AUFGABEN:
a – Was war den Goldklingen in der Erzählung über Marsillus und Svarto Beweis genug?
b – Welche drei Stärken von Marsillus zählt die Erzählung in dem Satz auf, der mit „Trotz all seiner Schwertkunst“ beginnt?
c – Schreib die Erzählung über Marsillus und die Goldklingen nach ihrem letzten Satz weiter.

LESETEXT:

= = = =

Die Goldklingen zogen sich ängstlich zusammen. Der Stab war ihnen allen Beweis genug. Ich hatte ihren mächtigen, unsterblichen Hexer auf dem Gewissen. Svarto hatte seine Lügen gut gesät, und nun hielten sie mich für einen Gott.
Aber Marsillus war am schlimmsten getroffen. Das blanke Elend sprach aus seinem Gesicht. Angst hatte er fraglos auch, aber es war die Enttäuschung, die ihm zusetzte.
Er hatte sein Leben in die Hände eines Hexers gelegt. Seine eigene Unsicherheit durch blindes Vertrauen in Weissagungen überdeckt. Wie sehr mussten ihn seine falschen Entscheidungen schmerzen, als er Svartos Sterblichkeit gewahr wurde? Und deshalb überraschte, nein, ängstigte mich sein nächster Satz.
„Wie können wir dir dienen, Hexer?“, flehte er leise. Jetzt war es an mir, verwirrt zu sein. Svarto hatte von Aberglauben gesprochen, doch bei Marsillus reichte dieses Gefühl viel tiefer. Trotz all seiner Schwertkunst, seinem Wissen und der Führungsstärke war er schwach. Er hatte Angst. Furcht vor der Welt der Magie, die er nicht verstand. Euer Orden war noch gar nicht offen in Erscheinung getreten, und hatte diesen Mann schon halb besiegt. Er konnte kämpfen und Männer befehligen. Und doch sehnte er sich nach einem Ratgeber.

= = = =

(Einträge zu Formumrissen)
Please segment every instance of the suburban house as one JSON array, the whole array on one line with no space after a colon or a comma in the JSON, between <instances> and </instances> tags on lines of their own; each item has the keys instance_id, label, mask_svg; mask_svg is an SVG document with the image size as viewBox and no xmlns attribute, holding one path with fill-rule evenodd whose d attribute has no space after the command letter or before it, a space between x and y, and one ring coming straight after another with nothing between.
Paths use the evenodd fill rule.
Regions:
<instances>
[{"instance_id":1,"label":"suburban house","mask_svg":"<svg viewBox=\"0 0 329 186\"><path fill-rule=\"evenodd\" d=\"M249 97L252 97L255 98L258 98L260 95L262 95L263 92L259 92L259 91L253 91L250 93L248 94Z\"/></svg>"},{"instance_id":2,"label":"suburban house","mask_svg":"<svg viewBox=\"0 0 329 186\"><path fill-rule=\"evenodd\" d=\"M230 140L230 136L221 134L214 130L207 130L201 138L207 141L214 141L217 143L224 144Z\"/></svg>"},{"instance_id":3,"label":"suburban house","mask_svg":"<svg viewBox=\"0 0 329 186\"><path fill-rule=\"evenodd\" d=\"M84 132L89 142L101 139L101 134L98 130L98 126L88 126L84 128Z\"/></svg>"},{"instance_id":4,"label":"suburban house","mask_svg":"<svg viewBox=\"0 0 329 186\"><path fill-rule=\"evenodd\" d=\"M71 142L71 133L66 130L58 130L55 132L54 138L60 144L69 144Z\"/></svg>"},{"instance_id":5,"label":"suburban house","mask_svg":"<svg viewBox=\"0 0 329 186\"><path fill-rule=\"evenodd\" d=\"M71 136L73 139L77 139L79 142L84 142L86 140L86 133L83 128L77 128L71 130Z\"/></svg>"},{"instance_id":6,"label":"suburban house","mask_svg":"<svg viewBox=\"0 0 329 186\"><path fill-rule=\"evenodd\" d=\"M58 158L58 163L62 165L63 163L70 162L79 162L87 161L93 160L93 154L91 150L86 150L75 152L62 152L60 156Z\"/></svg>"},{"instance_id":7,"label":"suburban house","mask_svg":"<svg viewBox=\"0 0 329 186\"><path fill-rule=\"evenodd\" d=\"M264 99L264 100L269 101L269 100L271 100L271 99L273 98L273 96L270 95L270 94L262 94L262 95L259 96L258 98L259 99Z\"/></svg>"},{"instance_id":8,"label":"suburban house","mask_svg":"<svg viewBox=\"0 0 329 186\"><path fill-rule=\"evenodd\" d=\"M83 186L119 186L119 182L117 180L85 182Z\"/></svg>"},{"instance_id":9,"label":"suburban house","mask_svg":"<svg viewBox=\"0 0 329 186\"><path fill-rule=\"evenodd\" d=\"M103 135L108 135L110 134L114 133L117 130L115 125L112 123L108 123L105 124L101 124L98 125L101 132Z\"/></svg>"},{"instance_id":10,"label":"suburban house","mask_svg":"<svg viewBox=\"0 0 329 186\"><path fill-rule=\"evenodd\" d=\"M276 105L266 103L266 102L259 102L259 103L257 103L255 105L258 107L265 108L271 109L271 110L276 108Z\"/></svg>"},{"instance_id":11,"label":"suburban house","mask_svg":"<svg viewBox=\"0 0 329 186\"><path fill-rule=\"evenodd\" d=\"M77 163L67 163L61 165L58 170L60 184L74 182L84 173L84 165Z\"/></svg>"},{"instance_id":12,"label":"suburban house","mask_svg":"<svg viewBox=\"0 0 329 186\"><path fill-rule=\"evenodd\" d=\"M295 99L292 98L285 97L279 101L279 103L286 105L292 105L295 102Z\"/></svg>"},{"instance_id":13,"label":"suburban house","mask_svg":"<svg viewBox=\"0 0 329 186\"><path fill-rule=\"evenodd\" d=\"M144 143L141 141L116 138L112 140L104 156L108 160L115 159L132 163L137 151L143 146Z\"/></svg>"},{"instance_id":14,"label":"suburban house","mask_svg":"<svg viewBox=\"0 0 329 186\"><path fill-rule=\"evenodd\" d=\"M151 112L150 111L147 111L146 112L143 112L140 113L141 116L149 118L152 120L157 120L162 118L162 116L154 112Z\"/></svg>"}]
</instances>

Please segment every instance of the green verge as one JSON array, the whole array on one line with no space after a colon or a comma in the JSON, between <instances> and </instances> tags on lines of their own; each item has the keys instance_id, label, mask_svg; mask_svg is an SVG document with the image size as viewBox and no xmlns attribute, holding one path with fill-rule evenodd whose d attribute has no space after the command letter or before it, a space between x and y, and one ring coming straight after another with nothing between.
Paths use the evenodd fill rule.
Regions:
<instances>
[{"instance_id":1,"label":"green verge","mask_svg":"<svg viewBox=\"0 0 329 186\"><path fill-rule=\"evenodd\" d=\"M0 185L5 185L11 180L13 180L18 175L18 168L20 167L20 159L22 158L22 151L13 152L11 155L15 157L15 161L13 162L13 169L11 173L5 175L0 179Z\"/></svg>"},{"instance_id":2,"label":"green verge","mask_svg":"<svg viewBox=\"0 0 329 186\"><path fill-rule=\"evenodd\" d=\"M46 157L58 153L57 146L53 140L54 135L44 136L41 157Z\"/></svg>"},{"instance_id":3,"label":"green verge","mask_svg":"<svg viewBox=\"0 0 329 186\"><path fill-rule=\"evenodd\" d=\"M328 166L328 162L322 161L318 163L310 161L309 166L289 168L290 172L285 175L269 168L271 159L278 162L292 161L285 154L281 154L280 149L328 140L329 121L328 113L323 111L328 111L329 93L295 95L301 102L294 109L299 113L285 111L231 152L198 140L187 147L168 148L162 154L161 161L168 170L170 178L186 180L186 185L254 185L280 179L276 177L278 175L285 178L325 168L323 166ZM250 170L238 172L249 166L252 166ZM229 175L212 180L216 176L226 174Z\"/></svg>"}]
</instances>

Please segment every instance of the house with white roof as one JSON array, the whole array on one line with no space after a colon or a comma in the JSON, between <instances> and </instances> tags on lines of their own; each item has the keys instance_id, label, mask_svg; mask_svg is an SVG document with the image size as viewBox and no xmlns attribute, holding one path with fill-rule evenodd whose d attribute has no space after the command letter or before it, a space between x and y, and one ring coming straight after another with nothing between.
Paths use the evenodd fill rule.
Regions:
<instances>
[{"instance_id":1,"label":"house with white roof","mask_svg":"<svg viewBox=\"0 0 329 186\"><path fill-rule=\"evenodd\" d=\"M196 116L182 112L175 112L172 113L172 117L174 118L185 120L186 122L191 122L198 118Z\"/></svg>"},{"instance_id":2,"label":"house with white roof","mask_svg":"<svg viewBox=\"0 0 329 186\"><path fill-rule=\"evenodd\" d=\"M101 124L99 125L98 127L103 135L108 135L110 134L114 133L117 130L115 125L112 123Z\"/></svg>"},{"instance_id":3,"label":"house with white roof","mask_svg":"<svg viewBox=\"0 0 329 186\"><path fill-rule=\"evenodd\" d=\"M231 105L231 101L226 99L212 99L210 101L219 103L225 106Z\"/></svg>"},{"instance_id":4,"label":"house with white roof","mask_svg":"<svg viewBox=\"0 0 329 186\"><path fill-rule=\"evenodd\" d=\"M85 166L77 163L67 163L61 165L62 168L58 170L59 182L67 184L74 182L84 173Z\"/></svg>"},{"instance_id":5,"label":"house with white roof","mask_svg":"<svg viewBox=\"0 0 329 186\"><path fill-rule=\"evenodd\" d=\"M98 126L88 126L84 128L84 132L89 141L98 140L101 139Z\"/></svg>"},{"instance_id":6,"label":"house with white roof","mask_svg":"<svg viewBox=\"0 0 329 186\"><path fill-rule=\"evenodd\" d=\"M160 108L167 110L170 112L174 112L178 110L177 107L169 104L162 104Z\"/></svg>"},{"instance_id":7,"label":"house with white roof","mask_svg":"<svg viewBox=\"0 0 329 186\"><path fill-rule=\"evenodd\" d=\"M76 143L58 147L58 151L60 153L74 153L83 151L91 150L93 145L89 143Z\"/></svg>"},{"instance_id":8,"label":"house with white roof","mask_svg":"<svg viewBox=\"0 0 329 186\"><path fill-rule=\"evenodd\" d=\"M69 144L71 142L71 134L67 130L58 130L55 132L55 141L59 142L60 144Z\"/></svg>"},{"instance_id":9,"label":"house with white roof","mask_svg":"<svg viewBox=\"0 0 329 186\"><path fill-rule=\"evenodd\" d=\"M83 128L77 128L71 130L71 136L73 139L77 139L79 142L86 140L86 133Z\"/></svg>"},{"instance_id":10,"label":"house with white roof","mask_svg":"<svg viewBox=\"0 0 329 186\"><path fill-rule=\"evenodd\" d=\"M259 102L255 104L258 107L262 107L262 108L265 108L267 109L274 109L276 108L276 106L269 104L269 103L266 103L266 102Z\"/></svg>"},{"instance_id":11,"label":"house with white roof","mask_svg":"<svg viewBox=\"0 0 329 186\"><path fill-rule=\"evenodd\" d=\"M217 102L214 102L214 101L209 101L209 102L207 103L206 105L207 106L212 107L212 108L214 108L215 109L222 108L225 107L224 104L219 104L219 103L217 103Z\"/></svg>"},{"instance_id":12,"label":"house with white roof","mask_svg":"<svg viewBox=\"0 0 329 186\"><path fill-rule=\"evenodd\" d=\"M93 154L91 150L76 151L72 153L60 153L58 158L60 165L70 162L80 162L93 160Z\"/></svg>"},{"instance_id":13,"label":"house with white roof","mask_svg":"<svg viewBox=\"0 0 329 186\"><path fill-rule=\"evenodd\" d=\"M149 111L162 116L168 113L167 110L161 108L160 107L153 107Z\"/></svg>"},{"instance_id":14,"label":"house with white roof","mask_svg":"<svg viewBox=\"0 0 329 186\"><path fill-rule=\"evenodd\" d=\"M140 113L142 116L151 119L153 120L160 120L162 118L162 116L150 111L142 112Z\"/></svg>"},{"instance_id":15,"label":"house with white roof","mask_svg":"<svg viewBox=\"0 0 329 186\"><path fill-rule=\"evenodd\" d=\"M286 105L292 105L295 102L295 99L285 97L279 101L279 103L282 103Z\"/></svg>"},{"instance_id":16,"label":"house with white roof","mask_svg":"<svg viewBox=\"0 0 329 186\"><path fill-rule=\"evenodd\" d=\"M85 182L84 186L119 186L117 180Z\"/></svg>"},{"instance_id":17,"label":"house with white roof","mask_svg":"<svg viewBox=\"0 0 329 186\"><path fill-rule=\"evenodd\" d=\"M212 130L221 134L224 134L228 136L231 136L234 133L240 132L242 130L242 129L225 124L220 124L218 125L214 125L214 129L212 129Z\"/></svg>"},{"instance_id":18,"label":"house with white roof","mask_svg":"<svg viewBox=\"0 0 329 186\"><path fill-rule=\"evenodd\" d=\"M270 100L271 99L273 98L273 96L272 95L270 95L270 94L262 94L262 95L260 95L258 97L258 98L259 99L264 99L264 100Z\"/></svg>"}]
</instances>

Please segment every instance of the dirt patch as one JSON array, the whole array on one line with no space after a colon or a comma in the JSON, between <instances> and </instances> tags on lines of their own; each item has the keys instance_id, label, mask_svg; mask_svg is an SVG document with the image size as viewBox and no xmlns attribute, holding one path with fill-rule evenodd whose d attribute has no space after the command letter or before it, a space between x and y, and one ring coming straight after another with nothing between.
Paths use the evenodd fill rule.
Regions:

= = = =

ANTWORTEN DER REIHE:
a – Der Stab.

b – Schwertkunst, Wissen, Führungsstärke

c –
Abermals entflammte mein Zorn. Natürlich war ich mit großer Unerfahrenheit in dieses Abenteuer gestolpert. Wusste nichts von Kriegen, Hexern und Politik. Doch den Begriff der Gerechtigkeit kannte ich. Beim fahrenden Volk steht jeder für den anderen ein. Der Starke hilft dem Schwachen. Der Hauptmann und ich waren uns nicht unähnlich. Nur, dass mich nicht mehr nach Führung verlangte. Der Welpe hatte zu jagen gelernt. So hatten sich hier auf dieser Waldlichtung die Rollen plötzlich umgekehrt. Ein vergifteter, benommener Jüngling stand nun über einer bewaffneten Legion. Und glaubt mir, ich wollte diese Macht nicht ausnutzen. Ich wollte helfen.
Sie glaubten, dass sie den Schutz der dunklen Kunst nötig hätten. Und ohne mich wäre es nur ein versprengter, unsicherer Haufen gewesen. Also half ich. Aus mir wurde ein Hexer. Ohne Ausbildung, Wissen und Talent. Allein aufgrund von Zufällen und etwas Schauspiel.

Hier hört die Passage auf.